Your answer must be an exact copy of the data below.

++++++

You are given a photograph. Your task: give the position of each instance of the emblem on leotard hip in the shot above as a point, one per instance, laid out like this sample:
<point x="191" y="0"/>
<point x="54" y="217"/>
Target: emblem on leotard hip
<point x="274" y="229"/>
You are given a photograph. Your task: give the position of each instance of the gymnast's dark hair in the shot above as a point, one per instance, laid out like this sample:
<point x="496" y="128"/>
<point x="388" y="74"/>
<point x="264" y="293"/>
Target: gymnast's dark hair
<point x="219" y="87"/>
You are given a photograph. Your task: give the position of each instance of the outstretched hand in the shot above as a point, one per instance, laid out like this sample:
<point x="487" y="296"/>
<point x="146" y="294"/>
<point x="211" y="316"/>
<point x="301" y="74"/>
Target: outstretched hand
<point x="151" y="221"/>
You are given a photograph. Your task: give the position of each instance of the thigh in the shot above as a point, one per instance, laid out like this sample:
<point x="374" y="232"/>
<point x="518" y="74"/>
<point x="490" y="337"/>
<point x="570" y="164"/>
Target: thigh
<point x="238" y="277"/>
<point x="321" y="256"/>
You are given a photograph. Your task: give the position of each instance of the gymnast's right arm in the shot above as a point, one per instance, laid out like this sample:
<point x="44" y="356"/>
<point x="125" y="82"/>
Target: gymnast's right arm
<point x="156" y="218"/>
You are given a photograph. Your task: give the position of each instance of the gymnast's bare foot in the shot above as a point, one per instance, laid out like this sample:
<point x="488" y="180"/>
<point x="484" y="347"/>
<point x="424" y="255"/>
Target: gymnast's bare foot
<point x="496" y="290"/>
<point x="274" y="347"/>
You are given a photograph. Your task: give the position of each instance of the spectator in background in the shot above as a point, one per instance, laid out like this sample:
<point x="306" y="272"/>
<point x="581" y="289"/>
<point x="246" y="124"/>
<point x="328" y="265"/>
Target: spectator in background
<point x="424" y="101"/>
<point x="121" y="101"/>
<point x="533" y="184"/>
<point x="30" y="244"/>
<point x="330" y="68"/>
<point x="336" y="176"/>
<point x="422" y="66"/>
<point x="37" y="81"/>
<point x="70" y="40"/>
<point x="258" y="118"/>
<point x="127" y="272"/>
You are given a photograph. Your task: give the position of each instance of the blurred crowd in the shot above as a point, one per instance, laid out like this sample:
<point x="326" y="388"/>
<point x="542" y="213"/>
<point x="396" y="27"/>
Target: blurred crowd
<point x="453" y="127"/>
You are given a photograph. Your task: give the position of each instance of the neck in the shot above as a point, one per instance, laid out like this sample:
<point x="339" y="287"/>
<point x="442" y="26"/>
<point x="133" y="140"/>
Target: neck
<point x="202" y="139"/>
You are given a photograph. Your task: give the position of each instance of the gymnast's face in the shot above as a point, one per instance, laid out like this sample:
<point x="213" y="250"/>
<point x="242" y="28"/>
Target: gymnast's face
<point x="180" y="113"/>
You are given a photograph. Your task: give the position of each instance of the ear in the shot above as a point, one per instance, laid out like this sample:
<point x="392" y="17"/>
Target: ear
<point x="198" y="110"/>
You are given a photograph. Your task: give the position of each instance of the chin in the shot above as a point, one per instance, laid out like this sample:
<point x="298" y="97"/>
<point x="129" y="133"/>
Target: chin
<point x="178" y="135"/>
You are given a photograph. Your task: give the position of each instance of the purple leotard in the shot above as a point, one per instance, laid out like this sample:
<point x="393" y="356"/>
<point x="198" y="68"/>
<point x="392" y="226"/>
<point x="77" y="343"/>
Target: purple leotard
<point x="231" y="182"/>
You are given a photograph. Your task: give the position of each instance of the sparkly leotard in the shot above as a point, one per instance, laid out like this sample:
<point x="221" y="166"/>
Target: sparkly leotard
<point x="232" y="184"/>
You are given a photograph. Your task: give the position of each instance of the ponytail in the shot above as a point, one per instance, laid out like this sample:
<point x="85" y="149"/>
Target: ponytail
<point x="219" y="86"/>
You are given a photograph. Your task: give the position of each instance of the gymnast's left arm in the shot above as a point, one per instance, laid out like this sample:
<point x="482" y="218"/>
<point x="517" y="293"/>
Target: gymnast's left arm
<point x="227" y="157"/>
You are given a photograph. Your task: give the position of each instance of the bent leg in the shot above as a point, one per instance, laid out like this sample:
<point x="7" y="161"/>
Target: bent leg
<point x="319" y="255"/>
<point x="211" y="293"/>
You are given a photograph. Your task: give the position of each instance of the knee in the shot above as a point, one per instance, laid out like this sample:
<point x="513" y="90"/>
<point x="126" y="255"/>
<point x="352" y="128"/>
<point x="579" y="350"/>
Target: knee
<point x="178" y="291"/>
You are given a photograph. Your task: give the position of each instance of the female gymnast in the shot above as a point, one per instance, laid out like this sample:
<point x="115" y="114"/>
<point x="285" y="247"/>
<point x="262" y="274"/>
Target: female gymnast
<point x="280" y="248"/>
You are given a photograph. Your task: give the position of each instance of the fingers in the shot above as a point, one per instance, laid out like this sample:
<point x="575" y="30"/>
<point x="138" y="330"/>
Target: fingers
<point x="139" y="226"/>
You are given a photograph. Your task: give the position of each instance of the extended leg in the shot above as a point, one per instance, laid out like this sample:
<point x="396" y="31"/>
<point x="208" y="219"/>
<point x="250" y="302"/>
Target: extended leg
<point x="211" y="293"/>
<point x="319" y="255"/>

++++++

## Result of the exercise:
You are given a photograph. Your task: give the position of each instance of the emblem on leotard hip in the shot above as a point, one per instance, laid out like this sample:
<point x="191" y="0"/>
<point x="54" y="217"/>
Target: emblem on leotard hip
<point x="274" y="229"/>
You are given a photograph. Your task: give the position of each instance of the gymnast's dark hair in the shot above as a point, one per instance, laid out like this sample:
<point x="496" y="128"/>
<point x="388" y="74"/>
<point x="264" y="293"/>
Target: gymnast's dark hair
<point x="219" y="87"/>
You are given a photograph. Your task: give the position of each instance of the outstretched hand in the shot above as a point, one per instance, laid out like this sample:
<point x="487" y="296"/>
<point x="146" y="294"/>
<point x="211" y="316"/>
<point x="301" y="74"/>
Target: outstretched hand
<point x="151" y="221"/>
You are given a photograph. Your task: give the position of each instance of the thigh in the shot above as a point, one per instance, laid out like this sample:
<point x="374" y="232"/>
<point x="518" y="74"/>
<point x="490" y="337"/>
<point x="570" y="164"/>
Target: thigh
<point x="238" y="277"/>
<point x="321" y="256"/>
You are given a photograph. Your task: give the position of each instance of the gymnast's right arm in the shot above as a point, one per instance, laid out like this sample:
<point x="44" y="356"/>
<point x="125" y="82"/>
Target: gymnast's right arm
<point x="156" y="218"/>
You are given a photograph. Your task: give the position of each instance of the gymnast's bare foot in the shot above as a point, one per instance, laid out like this sample:
<point x="488" y="180"/>
<point x="484" y="347"/>
<point x="424" y="255"/>
Target: gymnast's bare foot
<point x="496" y="290"/>
<point x="274" y="347"/>
You are given a photograph. Your task: give the position of each instance of the spectator in background in the shot above as a point, one per instance, laid out like this sample:
<point x="306" y="272"/>
<point x="581" y="289"/>
<point x="246" y="124"/>
<point x="328" y="265"/>
Target: spectator in background
<point x="424" y="101"/>
<point x="121" y="101"/>
<point x="533" y="184"/>
<point x="30" y="244"/>
<point x="330" y="68"/>
<point x="336" y="176"/>
<point x="422" y="66"/>
<point x="37" y="81"/>
<point x="70" y="40"/>
<point x="258" y="118"/>
<point x="127" y="272"/>
You are given a photograph. Your task: give the position of each instance of the blurred crowd in the shot above as a point, one per instance, laid out like this sample:
<point x="326" y="388"/>
<point x="542" y="213"/>
<point x="396" y="27"/>
Target: blurred crowd
<point x="453" y="127"/>
You are given a photograph. Your task: give the position of each instance of the neck in the shot above as a point, one per instance, laid out like this sample:
<point x="339" y="287"/>
<point x="442" y="26"/>
<point x="133" y="140"/>
Target: neck
<point x="202" y="139"/>
You are given a photograph. Your task: give the position of each instance of the gymnast's face in the shot above as a point, one per instance, laid out like this sample:
<point x="213" y="250"/>
<point x="242" y="28"/>
Target: gymnast's face
<point x="180" y="113"/>
You are given a photograph. Your task: give the position of each instance of the ear in the shot above as a point, one per instance, laid out like this sample:
<point x="392" y="17"/>
Target: ear
<point x="198" y="110"/>
You are given a photograph. Your task: give the position of each instance of the chin in the shot above as a point, one per instance, laid out like this sample:
<point x="298" y="97"/>
<point x="129" y="133"/>
Target: chin
<point x="178" y="135"/>
You are given a photograph. Your task: give the position of each instance of the purple leotard in the shot above as a point, one per instance, laid out like this sample:
<point x="393" y="356"/>
<point x="198" y="68"/>
<point x="392" y="226"/>
<point x="77" y="343"/>
Target: purple leotard
<point x="231" y="182"/>
You are given a photograph. Your task: give the position of each instance of the sparkly leotard in the shot above as a point, one per instance, laid out like this sample:
<point x="221" y="166"/>
Target: sparkly leotard
<point x="232" y="184"/>
You are given a photograph. Your task: give the position of each instance of the ponytail in the shot above as a point, one per instance, laid out like this sample:
<point x="85" y="149"/>
Target: ponytail
<point x="219" y="86"/>
You are given a photograph. Your task: give the position of each instance of the gymnast's left arm in the shot above as a point, one per instance, laid out like this sample:
<point x="482" y="218"/>
<point x="517" y="293"/>
Target: gymnast's left arm
<point x="227" y="157"/>
You are given a photograph. Your task: give the position of each instance of the bent leg in the shot above as a point, one per instance, laid out like this sample:
<point x="7" y="161"/>
Target: bent leg
<point x="319" y="255"/>
<point x="211" y="293"/>
You are given a photograph. Your task: give the position of each instance of the knee in the shot above as a point, one per instance, laid out like this sample:
<point x="513" y="90"/>
<point x="126" y="255"/>
<point x="352" y="128"/>
<point x="579" y="350"/>
Target: knee
<point x="178" y="291"/>
You are given a photograph. Your task: give the position of each instance of the female gymnast in the shot above as a point, one per instance, laid out like this sample:
<point x="115" y="114"/>
<point x="285" y="247"/>
<point x="262" y="274"/>
Target: female gymnast
<point x="280" y="248"/>
You are given a photograph. Your task: give the position of each instance of the fingers in the shot above as a point, one per instance, laid out like this sample:
<point x="575" y="30"/>
<point x="138" y="330"/>
Target: fingers
<point x="139" y="226"/>
You are given a photograph. Your task: give the position of each instance of the extended leg in the shot above as a point, one per instance, laid out like this sample:
<point x="396" y="31"/>
<point x="208" y="219"/>
<point x="250" y="302"/>
Target: extended leg
<point x="211" y="293"/>
<point x="319" y="255"/>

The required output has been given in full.